### AIM OF THE EXERCISE
Filter the records below and copy each line that contains the string "mirror".
-------- SUPPLIED RECORDS
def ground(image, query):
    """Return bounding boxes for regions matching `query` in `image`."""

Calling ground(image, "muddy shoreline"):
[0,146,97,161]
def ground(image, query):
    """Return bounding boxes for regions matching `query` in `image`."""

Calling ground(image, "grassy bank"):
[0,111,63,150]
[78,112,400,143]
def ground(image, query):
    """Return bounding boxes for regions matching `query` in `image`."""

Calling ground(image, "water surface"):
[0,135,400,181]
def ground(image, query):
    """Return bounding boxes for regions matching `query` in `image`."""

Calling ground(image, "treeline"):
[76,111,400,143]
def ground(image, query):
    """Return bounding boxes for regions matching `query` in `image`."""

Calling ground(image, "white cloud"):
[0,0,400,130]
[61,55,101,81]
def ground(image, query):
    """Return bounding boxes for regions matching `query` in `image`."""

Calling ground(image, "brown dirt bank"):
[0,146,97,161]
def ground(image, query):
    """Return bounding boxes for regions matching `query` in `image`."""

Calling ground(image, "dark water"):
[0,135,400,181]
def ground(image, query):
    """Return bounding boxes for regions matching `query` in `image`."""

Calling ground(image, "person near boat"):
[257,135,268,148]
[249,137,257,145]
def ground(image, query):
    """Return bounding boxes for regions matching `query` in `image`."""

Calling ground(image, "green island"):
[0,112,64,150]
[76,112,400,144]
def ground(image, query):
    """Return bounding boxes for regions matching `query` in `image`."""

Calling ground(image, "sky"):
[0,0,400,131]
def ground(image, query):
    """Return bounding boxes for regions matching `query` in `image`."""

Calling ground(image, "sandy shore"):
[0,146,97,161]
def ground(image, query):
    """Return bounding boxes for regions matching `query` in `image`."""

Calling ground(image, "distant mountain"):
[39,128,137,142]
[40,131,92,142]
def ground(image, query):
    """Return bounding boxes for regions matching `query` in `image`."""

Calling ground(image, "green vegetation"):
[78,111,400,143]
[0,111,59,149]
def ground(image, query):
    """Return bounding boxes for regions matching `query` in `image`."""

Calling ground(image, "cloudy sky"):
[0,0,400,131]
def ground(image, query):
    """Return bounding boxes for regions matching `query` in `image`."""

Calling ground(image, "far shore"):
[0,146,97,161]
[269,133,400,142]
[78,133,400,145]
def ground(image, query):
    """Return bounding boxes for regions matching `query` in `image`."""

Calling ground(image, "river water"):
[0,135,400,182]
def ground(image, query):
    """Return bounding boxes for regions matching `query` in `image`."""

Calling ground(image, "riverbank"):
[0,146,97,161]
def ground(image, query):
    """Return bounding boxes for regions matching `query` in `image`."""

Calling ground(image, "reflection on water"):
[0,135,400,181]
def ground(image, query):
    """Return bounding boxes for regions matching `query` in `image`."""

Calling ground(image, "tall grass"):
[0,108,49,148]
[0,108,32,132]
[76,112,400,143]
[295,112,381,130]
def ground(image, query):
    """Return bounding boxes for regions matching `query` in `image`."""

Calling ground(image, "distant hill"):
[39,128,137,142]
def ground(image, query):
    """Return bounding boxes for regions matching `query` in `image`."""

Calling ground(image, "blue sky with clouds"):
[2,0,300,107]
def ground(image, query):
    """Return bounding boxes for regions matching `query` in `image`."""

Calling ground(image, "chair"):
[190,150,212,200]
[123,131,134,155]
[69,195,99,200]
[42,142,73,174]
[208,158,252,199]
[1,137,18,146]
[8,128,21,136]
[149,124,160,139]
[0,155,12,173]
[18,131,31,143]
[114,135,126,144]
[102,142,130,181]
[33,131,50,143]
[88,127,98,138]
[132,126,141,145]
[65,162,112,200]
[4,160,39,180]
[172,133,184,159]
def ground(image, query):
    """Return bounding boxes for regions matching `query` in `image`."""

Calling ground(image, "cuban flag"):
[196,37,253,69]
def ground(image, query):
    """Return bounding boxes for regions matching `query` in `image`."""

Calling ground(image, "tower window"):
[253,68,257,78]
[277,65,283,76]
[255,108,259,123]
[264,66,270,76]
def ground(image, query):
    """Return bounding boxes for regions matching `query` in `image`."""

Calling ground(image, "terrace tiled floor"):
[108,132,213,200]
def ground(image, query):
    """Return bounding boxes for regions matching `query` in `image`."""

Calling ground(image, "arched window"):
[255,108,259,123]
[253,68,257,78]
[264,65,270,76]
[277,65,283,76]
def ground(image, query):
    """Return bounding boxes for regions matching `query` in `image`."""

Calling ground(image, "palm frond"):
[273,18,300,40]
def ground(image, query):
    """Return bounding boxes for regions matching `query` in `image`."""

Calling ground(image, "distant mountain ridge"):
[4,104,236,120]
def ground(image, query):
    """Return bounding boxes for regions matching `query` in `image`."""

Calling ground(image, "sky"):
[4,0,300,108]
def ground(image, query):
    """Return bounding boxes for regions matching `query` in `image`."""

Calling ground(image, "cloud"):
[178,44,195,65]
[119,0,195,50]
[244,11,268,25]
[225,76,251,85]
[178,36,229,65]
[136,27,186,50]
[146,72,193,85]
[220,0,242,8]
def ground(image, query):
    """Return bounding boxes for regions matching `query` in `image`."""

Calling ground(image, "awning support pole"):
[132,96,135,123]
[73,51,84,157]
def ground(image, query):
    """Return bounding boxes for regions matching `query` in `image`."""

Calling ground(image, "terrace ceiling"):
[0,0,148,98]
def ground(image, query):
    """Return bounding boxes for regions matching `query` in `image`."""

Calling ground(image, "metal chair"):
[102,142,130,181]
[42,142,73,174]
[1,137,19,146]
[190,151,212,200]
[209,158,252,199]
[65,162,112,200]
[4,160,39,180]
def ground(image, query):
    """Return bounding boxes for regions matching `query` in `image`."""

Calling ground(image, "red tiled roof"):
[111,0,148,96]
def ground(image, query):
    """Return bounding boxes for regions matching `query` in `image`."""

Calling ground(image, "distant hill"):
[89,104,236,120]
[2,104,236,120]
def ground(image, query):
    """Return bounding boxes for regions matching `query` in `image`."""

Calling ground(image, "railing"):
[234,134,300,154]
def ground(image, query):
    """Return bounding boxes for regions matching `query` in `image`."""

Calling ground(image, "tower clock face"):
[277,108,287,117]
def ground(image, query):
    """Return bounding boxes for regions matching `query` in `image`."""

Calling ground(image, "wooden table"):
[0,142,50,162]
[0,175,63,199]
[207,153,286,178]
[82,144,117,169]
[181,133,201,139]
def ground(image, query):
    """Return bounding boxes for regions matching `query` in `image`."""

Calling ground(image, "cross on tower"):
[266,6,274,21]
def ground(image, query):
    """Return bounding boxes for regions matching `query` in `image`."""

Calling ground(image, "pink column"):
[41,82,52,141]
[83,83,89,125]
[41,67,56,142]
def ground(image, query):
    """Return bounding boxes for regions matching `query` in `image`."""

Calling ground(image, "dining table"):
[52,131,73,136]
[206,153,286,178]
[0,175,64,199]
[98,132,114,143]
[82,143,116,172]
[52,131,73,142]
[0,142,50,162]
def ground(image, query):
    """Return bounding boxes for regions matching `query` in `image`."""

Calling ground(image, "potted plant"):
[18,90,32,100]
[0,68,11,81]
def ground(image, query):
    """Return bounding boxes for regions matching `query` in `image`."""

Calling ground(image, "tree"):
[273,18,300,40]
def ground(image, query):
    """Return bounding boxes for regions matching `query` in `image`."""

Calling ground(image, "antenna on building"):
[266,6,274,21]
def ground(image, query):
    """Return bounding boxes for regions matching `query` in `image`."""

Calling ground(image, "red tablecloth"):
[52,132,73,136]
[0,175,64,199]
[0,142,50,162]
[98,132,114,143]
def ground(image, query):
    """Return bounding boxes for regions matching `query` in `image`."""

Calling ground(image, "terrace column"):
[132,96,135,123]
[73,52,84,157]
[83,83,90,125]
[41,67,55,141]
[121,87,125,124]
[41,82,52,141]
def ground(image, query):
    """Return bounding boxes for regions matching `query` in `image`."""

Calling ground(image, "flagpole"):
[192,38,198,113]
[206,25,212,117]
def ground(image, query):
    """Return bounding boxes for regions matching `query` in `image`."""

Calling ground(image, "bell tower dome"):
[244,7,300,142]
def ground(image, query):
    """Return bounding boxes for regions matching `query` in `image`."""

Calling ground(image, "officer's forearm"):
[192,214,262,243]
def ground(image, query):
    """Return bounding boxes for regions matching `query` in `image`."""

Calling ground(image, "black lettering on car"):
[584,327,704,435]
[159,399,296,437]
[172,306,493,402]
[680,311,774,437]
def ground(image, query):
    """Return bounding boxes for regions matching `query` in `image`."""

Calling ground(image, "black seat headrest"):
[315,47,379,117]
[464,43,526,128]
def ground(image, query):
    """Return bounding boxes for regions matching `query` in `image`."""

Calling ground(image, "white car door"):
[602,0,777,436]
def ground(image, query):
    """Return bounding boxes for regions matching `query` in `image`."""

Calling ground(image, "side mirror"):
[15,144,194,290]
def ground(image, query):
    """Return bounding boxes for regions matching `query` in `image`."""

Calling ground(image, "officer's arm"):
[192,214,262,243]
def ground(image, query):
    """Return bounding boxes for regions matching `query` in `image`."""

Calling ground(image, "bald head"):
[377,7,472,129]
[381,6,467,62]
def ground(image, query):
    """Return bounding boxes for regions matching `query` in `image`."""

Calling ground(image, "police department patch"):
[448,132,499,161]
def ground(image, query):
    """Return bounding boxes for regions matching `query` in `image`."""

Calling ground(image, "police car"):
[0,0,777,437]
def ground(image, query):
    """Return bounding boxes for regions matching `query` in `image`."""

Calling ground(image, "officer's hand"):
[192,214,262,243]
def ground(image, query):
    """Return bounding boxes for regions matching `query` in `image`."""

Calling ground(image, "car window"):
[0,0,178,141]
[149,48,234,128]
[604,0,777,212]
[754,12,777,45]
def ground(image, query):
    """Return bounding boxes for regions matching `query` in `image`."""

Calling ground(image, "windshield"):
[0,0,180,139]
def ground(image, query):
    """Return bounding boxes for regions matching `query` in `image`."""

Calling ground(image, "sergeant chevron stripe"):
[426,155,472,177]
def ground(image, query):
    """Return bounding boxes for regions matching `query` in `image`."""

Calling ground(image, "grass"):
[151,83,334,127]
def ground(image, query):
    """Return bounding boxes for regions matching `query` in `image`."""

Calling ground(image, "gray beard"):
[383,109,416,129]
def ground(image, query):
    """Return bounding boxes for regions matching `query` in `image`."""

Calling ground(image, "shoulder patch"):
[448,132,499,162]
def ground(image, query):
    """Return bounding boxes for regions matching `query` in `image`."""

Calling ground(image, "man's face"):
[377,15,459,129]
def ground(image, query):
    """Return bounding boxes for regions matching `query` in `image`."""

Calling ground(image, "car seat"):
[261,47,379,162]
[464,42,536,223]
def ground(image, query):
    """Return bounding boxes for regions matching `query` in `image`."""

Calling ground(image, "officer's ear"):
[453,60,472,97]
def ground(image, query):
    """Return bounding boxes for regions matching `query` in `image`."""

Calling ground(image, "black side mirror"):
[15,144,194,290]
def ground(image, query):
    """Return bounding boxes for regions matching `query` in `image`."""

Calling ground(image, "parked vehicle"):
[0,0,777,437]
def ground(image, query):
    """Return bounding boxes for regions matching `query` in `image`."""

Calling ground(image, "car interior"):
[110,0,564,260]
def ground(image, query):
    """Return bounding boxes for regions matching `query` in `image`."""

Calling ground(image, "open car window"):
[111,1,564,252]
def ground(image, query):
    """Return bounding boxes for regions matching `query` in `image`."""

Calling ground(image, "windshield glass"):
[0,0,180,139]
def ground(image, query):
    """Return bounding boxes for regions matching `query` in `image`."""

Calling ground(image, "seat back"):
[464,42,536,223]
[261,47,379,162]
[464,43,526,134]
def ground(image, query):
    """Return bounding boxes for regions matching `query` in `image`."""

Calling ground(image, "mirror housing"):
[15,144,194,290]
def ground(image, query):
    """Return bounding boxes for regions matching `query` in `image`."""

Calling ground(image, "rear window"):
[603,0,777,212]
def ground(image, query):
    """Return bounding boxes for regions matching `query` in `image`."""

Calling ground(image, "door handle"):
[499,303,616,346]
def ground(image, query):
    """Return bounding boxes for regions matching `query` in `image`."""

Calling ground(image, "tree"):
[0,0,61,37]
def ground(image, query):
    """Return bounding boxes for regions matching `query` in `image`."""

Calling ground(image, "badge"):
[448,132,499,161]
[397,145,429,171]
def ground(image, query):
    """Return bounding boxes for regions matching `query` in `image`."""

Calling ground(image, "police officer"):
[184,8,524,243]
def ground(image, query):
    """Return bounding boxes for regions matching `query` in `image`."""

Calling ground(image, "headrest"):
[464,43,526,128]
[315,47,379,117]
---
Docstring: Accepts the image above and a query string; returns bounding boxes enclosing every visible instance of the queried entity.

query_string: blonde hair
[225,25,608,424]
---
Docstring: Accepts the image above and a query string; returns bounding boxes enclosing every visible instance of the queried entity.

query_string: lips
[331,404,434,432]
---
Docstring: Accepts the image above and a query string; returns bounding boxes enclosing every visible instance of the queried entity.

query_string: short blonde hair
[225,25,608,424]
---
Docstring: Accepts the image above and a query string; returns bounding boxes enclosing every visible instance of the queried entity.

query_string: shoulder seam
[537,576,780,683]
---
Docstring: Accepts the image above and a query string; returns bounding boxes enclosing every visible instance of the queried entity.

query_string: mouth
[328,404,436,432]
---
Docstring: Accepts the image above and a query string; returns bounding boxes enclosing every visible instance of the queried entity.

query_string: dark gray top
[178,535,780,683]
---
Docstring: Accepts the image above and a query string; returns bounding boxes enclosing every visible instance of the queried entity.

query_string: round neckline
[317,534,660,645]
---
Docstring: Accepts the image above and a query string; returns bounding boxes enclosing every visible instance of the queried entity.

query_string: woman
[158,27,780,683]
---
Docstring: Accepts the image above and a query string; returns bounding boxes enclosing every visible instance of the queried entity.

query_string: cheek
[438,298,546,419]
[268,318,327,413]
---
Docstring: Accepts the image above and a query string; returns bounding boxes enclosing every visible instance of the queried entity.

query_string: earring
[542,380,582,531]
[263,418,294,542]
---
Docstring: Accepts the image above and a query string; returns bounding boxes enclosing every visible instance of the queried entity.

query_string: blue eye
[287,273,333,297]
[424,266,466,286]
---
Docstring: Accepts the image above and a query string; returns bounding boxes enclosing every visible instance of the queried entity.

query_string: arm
----------------
### ANSWER FOR THIS EXERCISE
Calling ground(image, "side mirror"):
Calling ground(image, "black side mirror"):
Calling ground(image, "mirror housing"):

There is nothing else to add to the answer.